**DO THIS**. Convert the data below into a JSON list of strings, one string per line with blank lines omitted, starting at the first line and ending with the line that contains "xmin=472 ymin=238 xmax=640 ymax=375". Include only those lines.

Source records
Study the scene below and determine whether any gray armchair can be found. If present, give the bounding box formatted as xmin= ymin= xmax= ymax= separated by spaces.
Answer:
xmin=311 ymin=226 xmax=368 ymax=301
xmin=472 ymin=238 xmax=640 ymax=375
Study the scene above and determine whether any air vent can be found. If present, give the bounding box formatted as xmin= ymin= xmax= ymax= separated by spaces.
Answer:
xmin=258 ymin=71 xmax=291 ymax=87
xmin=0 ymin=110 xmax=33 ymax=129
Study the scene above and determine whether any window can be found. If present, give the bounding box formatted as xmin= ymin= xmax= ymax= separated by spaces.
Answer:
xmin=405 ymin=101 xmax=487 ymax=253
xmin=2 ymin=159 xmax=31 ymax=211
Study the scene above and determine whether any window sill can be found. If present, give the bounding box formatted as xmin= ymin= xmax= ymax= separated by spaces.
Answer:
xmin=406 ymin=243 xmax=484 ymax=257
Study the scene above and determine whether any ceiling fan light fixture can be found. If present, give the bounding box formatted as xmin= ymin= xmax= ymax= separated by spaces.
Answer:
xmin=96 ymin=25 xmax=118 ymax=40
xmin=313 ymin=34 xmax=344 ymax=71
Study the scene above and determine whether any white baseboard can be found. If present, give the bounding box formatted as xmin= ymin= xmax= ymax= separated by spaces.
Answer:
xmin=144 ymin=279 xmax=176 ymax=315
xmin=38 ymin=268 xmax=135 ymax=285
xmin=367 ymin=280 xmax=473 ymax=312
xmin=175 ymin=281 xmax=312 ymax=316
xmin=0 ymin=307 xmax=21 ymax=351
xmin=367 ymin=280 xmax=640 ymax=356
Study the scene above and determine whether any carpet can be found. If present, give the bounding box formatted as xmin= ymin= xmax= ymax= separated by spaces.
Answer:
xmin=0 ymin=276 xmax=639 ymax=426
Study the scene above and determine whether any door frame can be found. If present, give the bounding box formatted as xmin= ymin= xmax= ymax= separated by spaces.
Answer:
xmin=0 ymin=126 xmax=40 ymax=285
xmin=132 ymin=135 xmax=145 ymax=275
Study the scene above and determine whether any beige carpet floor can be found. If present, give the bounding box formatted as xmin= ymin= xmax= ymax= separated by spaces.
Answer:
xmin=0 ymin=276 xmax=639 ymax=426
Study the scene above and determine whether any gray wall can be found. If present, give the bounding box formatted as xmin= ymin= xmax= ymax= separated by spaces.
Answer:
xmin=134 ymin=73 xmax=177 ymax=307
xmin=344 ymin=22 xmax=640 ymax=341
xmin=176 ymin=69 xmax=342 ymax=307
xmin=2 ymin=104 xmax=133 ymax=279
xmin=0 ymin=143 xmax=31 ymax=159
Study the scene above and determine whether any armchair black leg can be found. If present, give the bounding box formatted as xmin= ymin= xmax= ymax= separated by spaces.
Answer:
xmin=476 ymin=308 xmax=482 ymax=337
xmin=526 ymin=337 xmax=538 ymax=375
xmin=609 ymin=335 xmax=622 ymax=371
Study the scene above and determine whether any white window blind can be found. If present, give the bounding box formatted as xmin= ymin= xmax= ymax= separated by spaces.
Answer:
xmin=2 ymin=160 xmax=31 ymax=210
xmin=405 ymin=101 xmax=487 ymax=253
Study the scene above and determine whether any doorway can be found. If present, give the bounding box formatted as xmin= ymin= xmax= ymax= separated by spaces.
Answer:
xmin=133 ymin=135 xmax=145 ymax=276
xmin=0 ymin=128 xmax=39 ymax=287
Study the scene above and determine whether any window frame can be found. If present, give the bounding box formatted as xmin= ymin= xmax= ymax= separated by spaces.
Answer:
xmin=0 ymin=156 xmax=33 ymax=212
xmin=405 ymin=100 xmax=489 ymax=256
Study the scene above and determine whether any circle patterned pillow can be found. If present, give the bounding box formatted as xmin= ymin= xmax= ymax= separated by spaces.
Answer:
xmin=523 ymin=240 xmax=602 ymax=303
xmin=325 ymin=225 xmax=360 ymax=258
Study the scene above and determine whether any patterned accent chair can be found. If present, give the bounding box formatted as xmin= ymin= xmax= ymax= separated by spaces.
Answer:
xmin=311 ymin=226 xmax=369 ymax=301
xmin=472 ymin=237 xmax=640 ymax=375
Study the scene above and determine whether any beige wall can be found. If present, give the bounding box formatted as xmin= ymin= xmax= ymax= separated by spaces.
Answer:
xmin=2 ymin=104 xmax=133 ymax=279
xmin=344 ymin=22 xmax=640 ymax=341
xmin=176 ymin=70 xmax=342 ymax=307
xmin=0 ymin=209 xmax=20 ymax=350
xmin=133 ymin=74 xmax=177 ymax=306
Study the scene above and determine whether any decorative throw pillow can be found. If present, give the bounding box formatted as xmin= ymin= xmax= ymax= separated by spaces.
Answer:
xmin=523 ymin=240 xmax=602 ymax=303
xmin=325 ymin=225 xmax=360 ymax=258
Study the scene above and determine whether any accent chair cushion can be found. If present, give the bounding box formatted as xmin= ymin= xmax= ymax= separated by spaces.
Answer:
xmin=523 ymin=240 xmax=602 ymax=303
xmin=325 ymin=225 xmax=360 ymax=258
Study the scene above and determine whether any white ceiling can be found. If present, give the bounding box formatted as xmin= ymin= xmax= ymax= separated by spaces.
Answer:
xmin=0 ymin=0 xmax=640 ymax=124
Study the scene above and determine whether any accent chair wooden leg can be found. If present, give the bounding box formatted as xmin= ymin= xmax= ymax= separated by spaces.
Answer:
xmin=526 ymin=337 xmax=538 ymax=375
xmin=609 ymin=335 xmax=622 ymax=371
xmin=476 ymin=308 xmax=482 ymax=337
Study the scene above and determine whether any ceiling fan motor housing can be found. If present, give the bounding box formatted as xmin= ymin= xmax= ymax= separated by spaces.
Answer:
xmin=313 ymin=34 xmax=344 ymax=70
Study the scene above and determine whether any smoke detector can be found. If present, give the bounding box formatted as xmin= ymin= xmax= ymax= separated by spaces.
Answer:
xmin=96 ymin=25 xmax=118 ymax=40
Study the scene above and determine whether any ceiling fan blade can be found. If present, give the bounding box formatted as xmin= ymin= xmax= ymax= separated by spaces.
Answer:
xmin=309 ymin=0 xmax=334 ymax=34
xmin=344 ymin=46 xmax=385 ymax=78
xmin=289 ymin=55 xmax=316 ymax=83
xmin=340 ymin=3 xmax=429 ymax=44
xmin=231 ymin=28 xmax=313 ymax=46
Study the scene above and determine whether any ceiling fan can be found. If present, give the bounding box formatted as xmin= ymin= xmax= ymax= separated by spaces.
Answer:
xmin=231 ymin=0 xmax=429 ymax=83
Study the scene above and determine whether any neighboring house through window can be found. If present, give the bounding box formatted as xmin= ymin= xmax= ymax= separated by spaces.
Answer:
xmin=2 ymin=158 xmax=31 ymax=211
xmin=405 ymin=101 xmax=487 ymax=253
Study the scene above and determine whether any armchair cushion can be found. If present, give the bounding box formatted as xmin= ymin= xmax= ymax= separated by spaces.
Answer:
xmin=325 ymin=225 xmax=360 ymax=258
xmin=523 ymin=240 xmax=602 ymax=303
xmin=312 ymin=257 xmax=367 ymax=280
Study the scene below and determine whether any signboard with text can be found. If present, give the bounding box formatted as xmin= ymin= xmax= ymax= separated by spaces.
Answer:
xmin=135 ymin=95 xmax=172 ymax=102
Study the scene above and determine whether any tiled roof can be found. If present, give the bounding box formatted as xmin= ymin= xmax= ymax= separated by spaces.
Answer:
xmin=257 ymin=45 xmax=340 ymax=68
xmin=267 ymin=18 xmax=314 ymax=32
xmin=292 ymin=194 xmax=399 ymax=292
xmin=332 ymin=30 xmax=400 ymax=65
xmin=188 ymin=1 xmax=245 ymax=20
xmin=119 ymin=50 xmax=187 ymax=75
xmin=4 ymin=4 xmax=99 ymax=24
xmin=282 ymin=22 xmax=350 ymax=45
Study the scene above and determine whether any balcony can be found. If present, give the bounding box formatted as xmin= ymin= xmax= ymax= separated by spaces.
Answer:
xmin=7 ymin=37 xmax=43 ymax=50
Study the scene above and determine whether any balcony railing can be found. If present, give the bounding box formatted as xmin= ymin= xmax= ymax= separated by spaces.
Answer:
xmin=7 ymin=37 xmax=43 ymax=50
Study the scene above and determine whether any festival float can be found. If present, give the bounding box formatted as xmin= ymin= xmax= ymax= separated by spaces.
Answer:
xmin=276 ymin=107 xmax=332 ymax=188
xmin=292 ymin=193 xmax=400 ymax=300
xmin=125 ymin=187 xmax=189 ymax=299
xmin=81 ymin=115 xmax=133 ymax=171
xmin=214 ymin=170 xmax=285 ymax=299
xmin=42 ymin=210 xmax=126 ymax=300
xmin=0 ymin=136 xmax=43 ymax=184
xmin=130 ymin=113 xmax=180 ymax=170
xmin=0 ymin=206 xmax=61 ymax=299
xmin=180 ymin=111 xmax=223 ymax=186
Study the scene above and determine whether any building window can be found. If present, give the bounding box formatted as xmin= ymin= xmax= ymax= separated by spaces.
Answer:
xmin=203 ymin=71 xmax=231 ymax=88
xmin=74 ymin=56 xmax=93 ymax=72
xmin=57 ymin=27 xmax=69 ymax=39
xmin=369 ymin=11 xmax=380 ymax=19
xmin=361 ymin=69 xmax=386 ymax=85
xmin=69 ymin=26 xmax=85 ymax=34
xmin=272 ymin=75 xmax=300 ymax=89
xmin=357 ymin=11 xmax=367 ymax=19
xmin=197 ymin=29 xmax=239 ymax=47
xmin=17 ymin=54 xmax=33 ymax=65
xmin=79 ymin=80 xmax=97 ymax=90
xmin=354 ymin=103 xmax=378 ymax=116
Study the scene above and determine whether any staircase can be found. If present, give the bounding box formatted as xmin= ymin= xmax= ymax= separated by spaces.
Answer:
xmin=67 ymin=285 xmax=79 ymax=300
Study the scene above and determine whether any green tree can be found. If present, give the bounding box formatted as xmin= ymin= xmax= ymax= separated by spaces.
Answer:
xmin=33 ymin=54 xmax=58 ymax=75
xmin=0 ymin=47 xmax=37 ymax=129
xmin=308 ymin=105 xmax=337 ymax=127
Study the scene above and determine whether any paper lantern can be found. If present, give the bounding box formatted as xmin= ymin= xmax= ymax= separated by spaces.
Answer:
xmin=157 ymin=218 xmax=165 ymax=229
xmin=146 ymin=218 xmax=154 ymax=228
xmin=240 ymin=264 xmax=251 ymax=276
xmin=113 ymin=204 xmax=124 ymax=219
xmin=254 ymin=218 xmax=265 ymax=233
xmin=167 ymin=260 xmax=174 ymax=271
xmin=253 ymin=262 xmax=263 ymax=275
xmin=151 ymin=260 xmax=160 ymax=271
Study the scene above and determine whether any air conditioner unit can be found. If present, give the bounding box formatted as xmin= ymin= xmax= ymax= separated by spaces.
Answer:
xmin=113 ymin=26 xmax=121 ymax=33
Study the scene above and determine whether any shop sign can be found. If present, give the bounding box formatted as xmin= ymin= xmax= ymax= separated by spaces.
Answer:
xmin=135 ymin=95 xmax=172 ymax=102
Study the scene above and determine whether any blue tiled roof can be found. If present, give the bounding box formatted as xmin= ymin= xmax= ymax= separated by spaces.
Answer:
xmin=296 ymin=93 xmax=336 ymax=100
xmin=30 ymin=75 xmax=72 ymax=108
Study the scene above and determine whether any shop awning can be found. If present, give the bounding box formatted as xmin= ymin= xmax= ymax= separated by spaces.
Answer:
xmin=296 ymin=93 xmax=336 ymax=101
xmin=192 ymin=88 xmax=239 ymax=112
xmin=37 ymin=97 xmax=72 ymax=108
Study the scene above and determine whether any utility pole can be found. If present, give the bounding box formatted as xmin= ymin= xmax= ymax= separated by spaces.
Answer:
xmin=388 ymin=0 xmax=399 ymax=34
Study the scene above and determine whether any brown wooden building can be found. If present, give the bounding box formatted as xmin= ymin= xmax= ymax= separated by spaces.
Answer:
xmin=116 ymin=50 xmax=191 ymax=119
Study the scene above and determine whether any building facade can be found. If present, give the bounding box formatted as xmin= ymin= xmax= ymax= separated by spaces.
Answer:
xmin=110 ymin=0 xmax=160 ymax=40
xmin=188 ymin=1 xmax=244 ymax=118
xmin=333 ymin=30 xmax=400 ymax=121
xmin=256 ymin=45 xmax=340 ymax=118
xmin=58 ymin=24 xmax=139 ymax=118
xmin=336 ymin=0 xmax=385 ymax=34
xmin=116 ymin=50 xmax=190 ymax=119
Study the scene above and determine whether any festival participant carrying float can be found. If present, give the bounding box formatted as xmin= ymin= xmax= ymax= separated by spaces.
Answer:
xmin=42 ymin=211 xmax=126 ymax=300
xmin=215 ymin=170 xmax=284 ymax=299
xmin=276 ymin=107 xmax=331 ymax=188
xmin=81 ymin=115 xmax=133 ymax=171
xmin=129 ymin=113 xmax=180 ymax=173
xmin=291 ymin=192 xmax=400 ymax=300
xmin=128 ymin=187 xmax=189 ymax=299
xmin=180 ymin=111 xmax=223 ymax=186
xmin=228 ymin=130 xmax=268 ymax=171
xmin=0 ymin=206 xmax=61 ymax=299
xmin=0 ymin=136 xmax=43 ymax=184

**SOLVED PROBLEM**.
[
  "Study the scene below and determine whether any gray armchair can be found. If present, give the bounding box formatted as xmin= ymin= xmax= ymax= separated by spaces.",
  "Answer:",
  "xmin=311 ymin=226 xmax=368 ymax=301",
  "xmin=472 ymin=238 xmax=640 ymax=375"
]